──────── ページ抜粋 ────────

【THE REAL】逆境でこそ輝きを放つ本田圭佑のぶれない生き様…日本代表に必要な鋼のメンタル | CYCLE やわらかスポーツ情報サイト

【THE REAL】逆境でこそ輝きを放つ本田圭佑のぶれない生き様…日本代表に必要な鋼のメンタル

オピニオン コラム
本田圭佑 参考画像(2017年3月23日)
本田圭佑 参考画像(2017年3月23日) 全 5 枚 拡大写真
■ACミランでも日本代表でも失った居場所

どんなに強烈な逆風が吹き荒れても、すべてを真正面から受け止める。どんなに厳しい批判にさらされても絶対に目をそらさないし、耳もふさがない。本田圭佑は昔もいまも、これからも生き様を変えない。

「何も言われないことが、僕は一番嫌なんです。批判されることはむしろありがたい。見返してやりたいという気持ちがなくなってしまえば、サッカーをやめるべきだと僕は思っているので」

────────

### 必要な作業
a - 本田圭佑の記事で、本田が一番嫌だと語っているのは何か。
b - 本田圭佑の記事の続きを、最後の段落の後から書け。

──────── 資料一覧 ────────

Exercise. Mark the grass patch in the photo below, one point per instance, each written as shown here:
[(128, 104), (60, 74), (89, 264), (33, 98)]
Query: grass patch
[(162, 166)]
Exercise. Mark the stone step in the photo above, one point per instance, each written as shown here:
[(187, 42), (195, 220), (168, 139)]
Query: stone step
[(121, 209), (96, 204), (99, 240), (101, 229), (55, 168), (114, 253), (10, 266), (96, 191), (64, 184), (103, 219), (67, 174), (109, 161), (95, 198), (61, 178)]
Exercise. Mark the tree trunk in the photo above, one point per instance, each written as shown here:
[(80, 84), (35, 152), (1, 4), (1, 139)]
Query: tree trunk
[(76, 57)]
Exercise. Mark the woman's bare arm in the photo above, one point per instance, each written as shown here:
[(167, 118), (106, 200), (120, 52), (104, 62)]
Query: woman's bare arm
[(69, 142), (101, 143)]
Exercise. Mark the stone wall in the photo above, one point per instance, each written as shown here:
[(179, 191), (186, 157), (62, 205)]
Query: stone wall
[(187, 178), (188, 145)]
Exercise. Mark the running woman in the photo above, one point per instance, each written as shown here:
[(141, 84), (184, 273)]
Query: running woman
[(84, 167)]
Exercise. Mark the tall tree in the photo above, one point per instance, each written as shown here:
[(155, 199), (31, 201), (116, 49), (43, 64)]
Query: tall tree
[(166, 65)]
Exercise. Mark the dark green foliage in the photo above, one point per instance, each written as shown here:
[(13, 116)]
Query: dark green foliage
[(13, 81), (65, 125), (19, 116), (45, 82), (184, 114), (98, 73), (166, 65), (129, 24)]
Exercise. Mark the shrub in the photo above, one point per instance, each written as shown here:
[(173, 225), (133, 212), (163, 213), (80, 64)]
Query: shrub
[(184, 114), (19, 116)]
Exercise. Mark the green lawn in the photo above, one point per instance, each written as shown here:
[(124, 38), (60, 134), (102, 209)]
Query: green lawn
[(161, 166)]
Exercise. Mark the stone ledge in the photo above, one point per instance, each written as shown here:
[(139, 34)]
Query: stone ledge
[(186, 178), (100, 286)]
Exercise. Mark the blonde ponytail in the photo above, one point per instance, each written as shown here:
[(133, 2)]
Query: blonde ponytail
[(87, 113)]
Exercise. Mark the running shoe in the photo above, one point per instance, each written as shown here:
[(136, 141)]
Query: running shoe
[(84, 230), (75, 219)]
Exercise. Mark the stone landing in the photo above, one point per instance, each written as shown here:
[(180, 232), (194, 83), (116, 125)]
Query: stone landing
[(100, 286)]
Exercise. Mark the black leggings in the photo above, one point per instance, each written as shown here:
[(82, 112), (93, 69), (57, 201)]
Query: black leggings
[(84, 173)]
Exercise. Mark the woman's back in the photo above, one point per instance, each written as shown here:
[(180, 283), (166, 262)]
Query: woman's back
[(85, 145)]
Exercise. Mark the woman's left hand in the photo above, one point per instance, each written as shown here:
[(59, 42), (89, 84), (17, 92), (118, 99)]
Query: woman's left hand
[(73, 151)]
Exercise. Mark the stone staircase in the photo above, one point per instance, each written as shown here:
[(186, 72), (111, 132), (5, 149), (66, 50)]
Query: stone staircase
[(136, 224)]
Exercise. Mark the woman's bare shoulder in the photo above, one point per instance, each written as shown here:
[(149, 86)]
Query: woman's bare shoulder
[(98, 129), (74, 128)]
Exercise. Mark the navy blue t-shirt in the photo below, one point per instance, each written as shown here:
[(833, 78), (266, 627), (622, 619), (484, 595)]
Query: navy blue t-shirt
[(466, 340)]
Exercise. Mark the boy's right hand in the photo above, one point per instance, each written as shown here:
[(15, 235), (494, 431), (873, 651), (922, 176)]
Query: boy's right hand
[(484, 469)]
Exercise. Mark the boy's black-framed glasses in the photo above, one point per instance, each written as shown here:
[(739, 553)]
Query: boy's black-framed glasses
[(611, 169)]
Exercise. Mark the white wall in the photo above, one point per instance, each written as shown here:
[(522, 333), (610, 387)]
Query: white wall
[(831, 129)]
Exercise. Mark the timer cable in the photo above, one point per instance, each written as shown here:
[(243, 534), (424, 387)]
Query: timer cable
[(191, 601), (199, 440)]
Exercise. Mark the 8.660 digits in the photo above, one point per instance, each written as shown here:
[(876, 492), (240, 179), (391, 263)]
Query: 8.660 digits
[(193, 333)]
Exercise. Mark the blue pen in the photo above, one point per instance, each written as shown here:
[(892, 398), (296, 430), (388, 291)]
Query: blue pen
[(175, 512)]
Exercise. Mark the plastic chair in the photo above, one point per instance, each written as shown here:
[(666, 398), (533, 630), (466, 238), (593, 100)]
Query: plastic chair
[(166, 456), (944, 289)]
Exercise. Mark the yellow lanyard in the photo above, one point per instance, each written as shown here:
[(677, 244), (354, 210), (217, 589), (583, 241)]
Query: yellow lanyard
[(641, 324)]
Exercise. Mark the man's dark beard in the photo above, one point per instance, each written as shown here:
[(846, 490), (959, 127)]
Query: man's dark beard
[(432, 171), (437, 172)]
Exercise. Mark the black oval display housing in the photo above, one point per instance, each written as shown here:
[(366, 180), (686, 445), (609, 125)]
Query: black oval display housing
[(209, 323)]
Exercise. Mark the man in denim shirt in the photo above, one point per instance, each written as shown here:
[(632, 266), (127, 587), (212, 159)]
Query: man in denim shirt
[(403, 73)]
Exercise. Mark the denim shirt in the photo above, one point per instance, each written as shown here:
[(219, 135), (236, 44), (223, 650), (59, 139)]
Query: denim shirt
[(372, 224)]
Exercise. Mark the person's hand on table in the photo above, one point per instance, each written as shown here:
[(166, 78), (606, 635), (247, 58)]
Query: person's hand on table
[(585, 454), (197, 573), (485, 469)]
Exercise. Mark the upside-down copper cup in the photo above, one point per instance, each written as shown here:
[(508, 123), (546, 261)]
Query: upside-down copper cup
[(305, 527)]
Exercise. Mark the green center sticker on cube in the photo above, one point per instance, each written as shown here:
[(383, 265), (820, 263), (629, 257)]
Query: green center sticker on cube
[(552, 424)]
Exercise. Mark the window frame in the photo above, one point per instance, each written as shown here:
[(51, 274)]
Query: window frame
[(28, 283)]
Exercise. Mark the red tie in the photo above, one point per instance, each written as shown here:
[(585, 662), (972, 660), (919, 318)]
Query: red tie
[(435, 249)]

────────
──────── 資料一覧 ────────

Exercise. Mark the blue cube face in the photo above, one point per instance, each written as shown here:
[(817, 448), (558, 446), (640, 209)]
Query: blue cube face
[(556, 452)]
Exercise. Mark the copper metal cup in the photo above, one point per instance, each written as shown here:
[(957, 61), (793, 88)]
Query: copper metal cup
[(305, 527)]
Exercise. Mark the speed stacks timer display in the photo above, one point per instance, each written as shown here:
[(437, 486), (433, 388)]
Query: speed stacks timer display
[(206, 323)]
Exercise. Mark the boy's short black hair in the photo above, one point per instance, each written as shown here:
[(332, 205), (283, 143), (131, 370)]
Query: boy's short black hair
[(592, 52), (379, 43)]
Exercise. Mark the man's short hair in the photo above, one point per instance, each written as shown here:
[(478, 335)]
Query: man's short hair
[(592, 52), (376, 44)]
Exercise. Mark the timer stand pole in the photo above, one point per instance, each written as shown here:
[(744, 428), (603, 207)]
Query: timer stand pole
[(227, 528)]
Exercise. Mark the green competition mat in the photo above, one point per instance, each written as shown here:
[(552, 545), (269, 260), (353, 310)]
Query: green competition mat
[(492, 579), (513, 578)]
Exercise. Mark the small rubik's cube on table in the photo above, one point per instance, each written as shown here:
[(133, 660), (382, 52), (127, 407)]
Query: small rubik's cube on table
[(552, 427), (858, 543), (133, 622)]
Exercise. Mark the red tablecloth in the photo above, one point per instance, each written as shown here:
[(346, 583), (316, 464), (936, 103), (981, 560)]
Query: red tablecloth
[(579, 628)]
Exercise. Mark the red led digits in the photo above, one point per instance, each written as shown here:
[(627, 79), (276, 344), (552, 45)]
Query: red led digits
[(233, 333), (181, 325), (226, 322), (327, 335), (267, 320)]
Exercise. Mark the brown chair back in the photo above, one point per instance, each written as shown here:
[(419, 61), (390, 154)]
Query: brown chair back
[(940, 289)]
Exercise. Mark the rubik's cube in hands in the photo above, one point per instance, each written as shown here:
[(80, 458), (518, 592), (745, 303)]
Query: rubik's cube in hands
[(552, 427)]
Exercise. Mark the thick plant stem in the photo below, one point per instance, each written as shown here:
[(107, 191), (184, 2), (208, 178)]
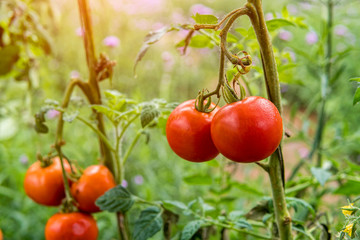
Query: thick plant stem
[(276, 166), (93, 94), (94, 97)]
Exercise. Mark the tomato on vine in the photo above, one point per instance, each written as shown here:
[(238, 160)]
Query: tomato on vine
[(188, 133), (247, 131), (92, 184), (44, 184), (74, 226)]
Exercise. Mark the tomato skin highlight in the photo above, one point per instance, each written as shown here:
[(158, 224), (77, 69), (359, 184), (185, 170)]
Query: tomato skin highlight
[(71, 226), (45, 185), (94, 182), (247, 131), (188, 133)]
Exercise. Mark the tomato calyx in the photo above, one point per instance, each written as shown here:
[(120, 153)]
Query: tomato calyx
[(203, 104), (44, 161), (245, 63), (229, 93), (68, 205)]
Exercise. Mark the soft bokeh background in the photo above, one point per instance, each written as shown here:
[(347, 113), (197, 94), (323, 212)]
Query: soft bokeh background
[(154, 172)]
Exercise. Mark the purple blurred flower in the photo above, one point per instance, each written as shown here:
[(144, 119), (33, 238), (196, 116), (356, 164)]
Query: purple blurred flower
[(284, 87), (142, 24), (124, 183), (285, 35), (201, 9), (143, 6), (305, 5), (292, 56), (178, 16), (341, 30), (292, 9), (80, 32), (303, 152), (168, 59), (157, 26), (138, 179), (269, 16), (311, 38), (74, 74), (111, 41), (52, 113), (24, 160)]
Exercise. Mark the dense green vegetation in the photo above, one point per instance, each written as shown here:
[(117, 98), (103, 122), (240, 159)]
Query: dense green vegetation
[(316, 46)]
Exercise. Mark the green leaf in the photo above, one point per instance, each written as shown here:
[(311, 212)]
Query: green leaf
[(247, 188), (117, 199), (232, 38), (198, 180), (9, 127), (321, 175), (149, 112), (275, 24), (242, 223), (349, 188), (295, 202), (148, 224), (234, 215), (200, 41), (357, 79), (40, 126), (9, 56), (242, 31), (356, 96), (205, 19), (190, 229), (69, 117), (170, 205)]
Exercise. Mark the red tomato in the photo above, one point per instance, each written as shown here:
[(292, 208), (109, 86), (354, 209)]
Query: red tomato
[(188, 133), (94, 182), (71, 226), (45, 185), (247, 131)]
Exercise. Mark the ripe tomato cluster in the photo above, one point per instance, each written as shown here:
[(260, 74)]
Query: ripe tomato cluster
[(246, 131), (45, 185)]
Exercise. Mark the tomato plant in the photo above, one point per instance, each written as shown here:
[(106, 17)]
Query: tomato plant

────────

### 最終結果
a - 何も言われないこと。

b -
不敵な笑みさえ浮かべながら、捲土重来を期していたのは昨年11月。オマーン代表との国際親善試合、サウジアラビア代表とのワールドカップ・アジア最終予選に臨むハリルジャパンに招集されたときだった。

もちろん、本田とて生身の人間だ。自らが直面する苦境に対して忸怩たる思いを抱いているし、だからこそ口を突いて出てくる言葉のなかには、虚勢を張っているものも含まれていると素直に認める。

「自分で強がって発言するだけではなく、周囲から『本田はパフォーマンスをあげてきた』とか『明らかに本調子に戻った』と言われなきゃいけない、ということも重要だと認識している」

5ヶ月近い時間が経過したが、所属するACミランにおける状況はさらに悪化した。今シーズンのセリエAでは昨年末までに5試合、95分間だったプレー時間が、1月以降はともにゼロのままだ。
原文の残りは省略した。